## What is being asked
Rewrite the records below with "photograph" replaced by "image" wherever it appears, changing nothing else.

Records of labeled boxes
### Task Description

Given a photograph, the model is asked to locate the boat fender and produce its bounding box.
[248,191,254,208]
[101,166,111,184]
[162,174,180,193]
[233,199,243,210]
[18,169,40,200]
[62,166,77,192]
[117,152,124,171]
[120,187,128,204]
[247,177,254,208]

## Reply
### Task Description

Given a image, the model is asked to locate the boat fender and produce its bounding box.
[248,191,254,208]
[101,166,111,184]
[162,174,180,193]
[233,199,243,210]
[18,169,40,200]
[62,166,77,192]
[117,152,124,171]
[120,187,128,204]
[247,177,254,208]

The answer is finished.